> _Assigned task_
Every record below should be printed exactly as given.

-------- Recorded data --------

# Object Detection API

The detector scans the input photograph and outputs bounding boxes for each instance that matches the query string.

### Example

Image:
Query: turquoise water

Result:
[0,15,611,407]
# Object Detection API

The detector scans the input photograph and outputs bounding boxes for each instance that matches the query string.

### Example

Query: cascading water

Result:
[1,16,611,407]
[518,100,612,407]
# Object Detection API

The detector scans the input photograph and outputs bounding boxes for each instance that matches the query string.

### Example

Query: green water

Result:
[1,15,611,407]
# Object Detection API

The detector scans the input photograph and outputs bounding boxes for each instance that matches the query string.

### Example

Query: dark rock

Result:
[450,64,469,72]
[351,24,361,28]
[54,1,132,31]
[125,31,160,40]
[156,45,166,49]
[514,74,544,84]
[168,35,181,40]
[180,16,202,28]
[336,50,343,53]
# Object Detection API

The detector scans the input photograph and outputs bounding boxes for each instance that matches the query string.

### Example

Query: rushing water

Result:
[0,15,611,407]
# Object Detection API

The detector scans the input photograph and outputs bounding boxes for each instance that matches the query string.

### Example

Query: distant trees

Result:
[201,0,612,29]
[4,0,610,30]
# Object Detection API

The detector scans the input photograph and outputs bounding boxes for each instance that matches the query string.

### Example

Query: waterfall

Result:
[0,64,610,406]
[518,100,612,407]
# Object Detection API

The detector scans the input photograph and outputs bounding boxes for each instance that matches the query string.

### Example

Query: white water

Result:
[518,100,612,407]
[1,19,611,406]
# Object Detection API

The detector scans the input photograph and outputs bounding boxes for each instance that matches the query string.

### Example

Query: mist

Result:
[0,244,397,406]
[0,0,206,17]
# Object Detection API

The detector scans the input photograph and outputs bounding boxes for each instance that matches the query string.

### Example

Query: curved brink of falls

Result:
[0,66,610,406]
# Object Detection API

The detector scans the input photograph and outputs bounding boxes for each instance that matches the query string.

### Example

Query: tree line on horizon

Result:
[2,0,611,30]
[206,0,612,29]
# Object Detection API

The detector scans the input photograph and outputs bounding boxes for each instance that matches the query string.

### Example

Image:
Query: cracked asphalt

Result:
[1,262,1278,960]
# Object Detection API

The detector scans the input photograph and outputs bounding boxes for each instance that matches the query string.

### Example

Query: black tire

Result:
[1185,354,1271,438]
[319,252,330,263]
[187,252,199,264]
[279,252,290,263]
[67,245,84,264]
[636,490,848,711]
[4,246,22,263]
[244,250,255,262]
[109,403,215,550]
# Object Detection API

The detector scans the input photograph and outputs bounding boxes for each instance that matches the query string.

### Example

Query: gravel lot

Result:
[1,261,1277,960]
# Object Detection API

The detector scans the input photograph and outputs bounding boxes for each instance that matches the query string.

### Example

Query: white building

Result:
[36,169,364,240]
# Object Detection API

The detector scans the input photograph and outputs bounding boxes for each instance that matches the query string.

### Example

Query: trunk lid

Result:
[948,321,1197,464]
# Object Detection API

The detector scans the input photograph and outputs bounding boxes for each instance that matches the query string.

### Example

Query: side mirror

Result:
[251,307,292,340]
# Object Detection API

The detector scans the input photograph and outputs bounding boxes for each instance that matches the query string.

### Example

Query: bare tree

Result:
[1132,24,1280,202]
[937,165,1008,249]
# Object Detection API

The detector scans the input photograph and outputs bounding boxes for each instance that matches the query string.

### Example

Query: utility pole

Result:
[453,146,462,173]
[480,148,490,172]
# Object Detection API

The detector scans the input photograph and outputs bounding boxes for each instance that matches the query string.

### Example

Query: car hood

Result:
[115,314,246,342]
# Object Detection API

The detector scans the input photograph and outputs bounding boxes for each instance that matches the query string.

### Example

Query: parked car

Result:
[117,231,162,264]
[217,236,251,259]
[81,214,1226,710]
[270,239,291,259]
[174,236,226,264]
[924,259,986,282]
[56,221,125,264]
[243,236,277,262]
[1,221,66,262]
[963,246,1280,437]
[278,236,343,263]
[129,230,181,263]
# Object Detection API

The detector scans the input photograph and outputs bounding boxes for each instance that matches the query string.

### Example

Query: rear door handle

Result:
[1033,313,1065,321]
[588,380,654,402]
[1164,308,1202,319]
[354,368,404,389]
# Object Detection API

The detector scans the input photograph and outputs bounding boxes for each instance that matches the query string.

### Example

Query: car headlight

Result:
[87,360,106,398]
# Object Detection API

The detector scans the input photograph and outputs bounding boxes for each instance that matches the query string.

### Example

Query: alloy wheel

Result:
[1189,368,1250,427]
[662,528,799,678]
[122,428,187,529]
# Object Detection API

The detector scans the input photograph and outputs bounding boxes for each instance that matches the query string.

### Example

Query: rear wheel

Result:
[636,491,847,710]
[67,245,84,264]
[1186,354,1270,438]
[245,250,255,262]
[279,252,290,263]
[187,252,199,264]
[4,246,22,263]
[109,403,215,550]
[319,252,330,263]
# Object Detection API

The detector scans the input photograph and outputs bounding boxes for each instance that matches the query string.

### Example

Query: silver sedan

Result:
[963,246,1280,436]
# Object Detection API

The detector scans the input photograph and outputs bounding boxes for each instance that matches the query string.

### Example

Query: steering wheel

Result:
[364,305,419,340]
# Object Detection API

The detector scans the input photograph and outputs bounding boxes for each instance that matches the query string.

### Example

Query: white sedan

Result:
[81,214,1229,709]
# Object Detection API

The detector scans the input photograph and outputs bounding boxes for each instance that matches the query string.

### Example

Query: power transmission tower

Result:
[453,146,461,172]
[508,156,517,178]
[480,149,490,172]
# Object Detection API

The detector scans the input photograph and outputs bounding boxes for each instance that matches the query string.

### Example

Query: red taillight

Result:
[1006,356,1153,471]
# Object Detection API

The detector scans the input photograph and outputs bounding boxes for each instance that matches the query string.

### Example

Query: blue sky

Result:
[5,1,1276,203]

--------

> _Answer box_
# Object Detection API

The detector scans the input photograph and outputs bounding boxes for each instance that matches the query string.

### Example

Image:
Query: turquoise water

Result:
[0,15,611,407]
# Object Detection API

The detector scans the input photograph and outputs bounding boxes for each instance that matches the query string.

### Example

Query: cascading water

Result:
[1,16,611,407]
[518,100,612,407]
# Object Detection API

The detector scans the input photograph and outputs bounding boxes for each instance that matches the query string.

### Example

Query: green water

Result:
[1,15,611,407]
# Object Detection API

The detector scans the input photograph and outputs bounding boxes for each instance that matches the query string.

### Example

Query: dark rock

Result:
[450,64,469,72]
[351,24,361,28]
[54,1,132,31]
[125,31,160,40]
[156,45,166,49]
[514,74,544,84]
[168,35,181,40]
[180,16,202,28]
[336,50,343,53]
# Object Detection API

The detector scans the input photograph and outputs bounding boxes for each instance that matches the query string.

### Example

Query: rushing water

Result:
[0,15,611,407]
# Object Detection API

The detector scans the input photograph and outputs bounding boxes for each instance that matches the query string.

### Example

Query: distant trees

Result:
[201,0,612,29]
[4,0,610,30]
# Object Detection API

The detector scans the input photograph and outputs bounding boxes for each instance that matches the query string.

### Example

Query: waterfall

Result:
[0,64,610,406]
[518,100,612,407]
# Object Detection API

The detector scans the input photograph and outputs bounding boxes for each instance that matches the query string.

### Example

Query: white water

Result:
[518,100,612,407]
[1,19,611,406]
# Object Detection API

The detector scans the input photograph and outputs bounding boxes for each instance that matches the query string.

### Example

Query: mist

Result:
[0,244,397,406]
[0,0,206,17]
# Object Detection API

The detector scans the input photograph and outputs bounding boxes for each instance that matches the query string.

### Example

Query: curved brink of falls

Result:
[0,66,610,406]
# Object Detection API

The detector scans the input photograph and outputs bounding boxes for each instance that matches the query string.

### Example

Query: tree line on horizon

Result:
[2,0,611,30]
[206,0,612,29]
# Object Detection API

The detector scans the input photograph and outputs bounding boxes for each instance that matches the query string.

### Example

Image:
Query: cracked asphalt

Result:
[1,262,1278,960]
# Object Detection API

The detector scans the input photograph and outputs bounding boxes for each instance that matches the query string.

### Example

Query: black tire

Result:
[1185,354,1271,438]
[319,252,330,263]
[187,252,199,264]
[279,252,290,263]
[67,245,84,264]
[636,490,848,711]
[4,246,22,263]
[244,250,255,262]
[109,403,215,550]
# Object Detection API

The detector scans the input photograph and outputs bounding boxes for each instance that matches the query string.

### Example

Query: gravel lot

Result:
[1,261,1277,960]
# Object Detection API

The detector scans the input photograph and outputs bounding boxes for each instance that matches the query string.

### Example

Query: white building

Result:
[36,169,364,240]
# Object Detection API

The detector scans the input photograph and outputs bounding boxes for each instance that matches the query string.

### Example

Query: trunk lid

Result:
[948,321,1197,464]
# Object Detection API

The detector scans the input photograph and outputs bounding boxes for each instance that matches the query string.

### Example

Query: side mirror

Result:
[251,307,292,340]
# Object Detection API

The detector scans the input photograph and outputs bounding boxes for each instance that matches the query string.

### Example

Query: bare tree

Result:
[1132,24,1280,202]
[937,165,1008,249]
# Object Detection API

The detector scans the input photograph and outputs bounding boxes for each instance that matches the query string.

### Example

Query: utility pole

Result:
[453,146,462,173]
[480,148,490,172]
# Object Detection API

The detector scans the input photograph and outputs bounding boxes for each instance that matches the query string.

### Example

Query: car hood

Result:
[115,314,246,342]
# Object Detection API

The detector scans the input photograph and outputs bounding boxes for each instance that matches the query string.

### Example

Query: parked car

Result:
[117,231,162,264]
[217,236,251,259]
[81,214,1226,710]
[270,239,291,259]
[174,236,226,264]
[924,259,986,282]
[56,221,125,264]
[243,236,277,262]
[1,221,66,262]
[963,246,1280,437]
[278,236,343,263]
[129,230,181,263]
# Object Detection API

The detector scans the input photograph and outputs bounding boxes for each instance that matches the query string.

### Example

Query: rear door handle

Result:
[1033,313,1065,321]
[588,380,654,402]
[1164,308,1202,319]
[354,368,404,389]
# Object Detection API

The detector scans the input photograph and outputs bounding boxes for each instance that matches the query string.

### Example

Query: car headlight

Result:
[87,360,106,398]
# Object Detection API

The detector scans the input photograph and outputs bounding boxes for each instance that matches the query string.

### Example

Query: alloy wheel

Result:
[1189,368,1250,427]
[662,528,799,678]
[122,428,187,529]
# Object Detection API

The detector scans the input photograph and outputs bounding boxes for each instance that matches the query string.

### Example

Query: rear wheel

Result:
[636,491,847,710]
[67,245,84,264]
[1186,354,1270,438]
[245,250,255,262]
[279,252,290,263]
[187,252,199,264]
[4,246,22,263]
[109,403,215,550]
[319,252,330,263]
# Object Detection API

The detector scans the input photograph and outputs bounding boxes for each instance that matches the query string.

### Example

Query: silver sedan

Result:
[963,246,1280,436]
# Object Detection API

The detector scans the input photograph and outputs bounding boxes for each instance that matches the query string.

### Example

Query: steering wheel

Result:
[364,305,419,340]
# Object Detection API

The detector scans the input photograph and outputs bounding boxes for each instance that matches the query string.

### Example

Query: white sedan

Result:
[81,214,1229,709]
# Object Detection API

The detector scans the input photograph and outputs bounding boxes for each instance that matches the query string.

### Example

Query: power transmission tower

Result:
[453,146,461,172]
[508,156,517,178]
[480,149,490,172]
# Object Detection API

The detector scans the input photograph and outputs bounding boxes for each instance that matches the query string.

### Example

Query: red taillight

Result:
[1006,356,1153,471]
# Object Detection API

The detector scans the input photograph and outputs bounding boxes for each instance that matches the query string.

### Example

Query: blue sky

Result:
[5,1,1276,203]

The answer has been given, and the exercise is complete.